# Task brief
Please rewrite each of the entries below with "fallen log" replaced by "tree stump", keeping everything else unchanged. Leave the pictures out of your answer.

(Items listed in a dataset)
_ _ _ _ _
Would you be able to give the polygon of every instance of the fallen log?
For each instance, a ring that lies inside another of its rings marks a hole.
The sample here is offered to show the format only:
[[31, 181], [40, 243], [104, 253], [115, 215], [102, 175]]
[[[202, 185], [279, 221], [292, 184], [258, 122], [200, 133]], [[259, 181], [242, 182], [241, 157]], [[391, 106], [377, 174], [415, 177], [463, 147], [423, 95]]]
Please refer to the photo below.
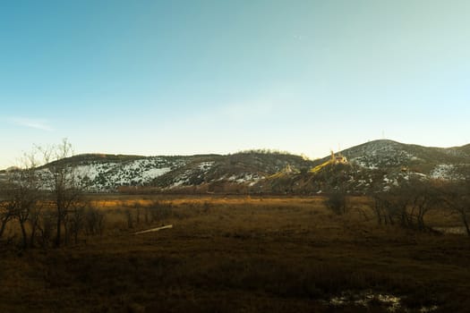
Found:
[[160, 226], [160, 227], [157, 227], [157, 228], [151, 228], [151, 229], [148, 229], [148, 230], [146, 230], [146, 231], [141, 231], [141, 232], [134, 233], [133, 234], [140, 234], [140, 233], [145, 233], [158, 232], [158, 231], [161, 231], [162, 229], [167, 229], [167, 228], [173, 228], [173, 224], [165, 225], [165, 226]]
_ _ _ _ _
# Answer to this task
Would you be able to give the polygon of every instance of the tree stump?
For each instance, a ring that lies inside another of its rings marks a hole.
The sample here is offered to show the format only:
[[31, 181], [40, 243], [104, 253], [115, 215], [102, 175]]
[[[202, 185], [279, 221], [292, 184], [258, 122], [200, 133]], [[259, 181], [242, 182], [241, 157]], [[391, 106], [377, 174], [415, 177], [463, 147], [423, 95]]]
Please refer to the photo below.
Found:
[[160, 226], [160, 227], [157, 227], [157, 228], [151, 228], [151, 229], [148, 229], [148, 230], [146, 230], [146, 231], [141, 231], [141, 232], [134, 233], [133, 234], [140, 234], [140, 233], [145, 233], [158, 232], [158, 231], [161, 231], [162, 229], [167, 229], [167, 228], [173, 228], [173, 224], [165, 225], [165, 226]]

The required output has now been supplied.